* _Document segment_
--- START ---

Envoy Gateway TLS and Security: Set Up HTTPS and Stop Your API from Running Naked

Getting HTTP working is just the warmup. Unless your service lives in the Stone Age, production almost certainly needs HTTPS. This post covers the TLS fundamentals for Envoy Gateway so your APIs stop running in the clear.

How TLS Works in Gateway

The most common approach: terminate TLS at the Gateway listener.

Meaning:

The client connects via HTTPS
The Gateway handles the handshake and certificate
Traffic is then forwarded to your Service unencrypted internally

A basic HTTPS listener looks like this:

apiVersion: gateway.networking.k8s.io/v1
kind: Gateway
metadata:
  name: eg
spec:
  gatewayClassName: eg
  listeners:
    - name: http
      protocol: HTTP
      port: 80
    - name: https
      protocol: HTTPS
      port: 443
      tls:
        mode: Terminate
        certificateRefs:
          - kind: Secret
            group: ""
            name: example-cert

Two things matter here:

protocol: HTTPS
tls.mode: Terminate

This means: TLS ends here, and the Gateway handles the certificate.

`HTTPS + HTTPRoute` vs `TLSRoute`: What's the Difference

This is important, because many people see TLSRoute and immediately ask:

"Isn't an HTTPS listener already enough? Why do we need a separate TLSRoute?"

--- END ---

* _Written exercise A_
Transcribe the part of the Envoy Gateway TLS post starting at "name: example-cert" and ending at "handles the certificate.".

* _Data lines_
--- START ---

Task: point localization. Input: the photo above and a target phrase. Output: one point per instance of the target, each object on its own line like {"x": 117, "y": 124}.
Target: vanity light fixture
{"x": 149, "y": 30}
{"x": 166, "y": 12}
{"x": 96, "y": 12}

--- END ---

* _Written exercise B_
Restate every line of the records above word for word.

* _Output A_
name: example-cert

Two things matter here:

protocol: HTTPS
tls.mode: Terminate

This means: TLS ends here, and the Gateway handles the certificate.

* _Output B_
Task: point localization. Input: the photo above and a target phrase. Output: one point per instance of the target, each object on its own line like {"x": 117, "y": 124}.
Target: vanity light fixture
{"x": 149, "y": 30}
{"x": 166, "y": 12}
{"x": 96, "y": 12}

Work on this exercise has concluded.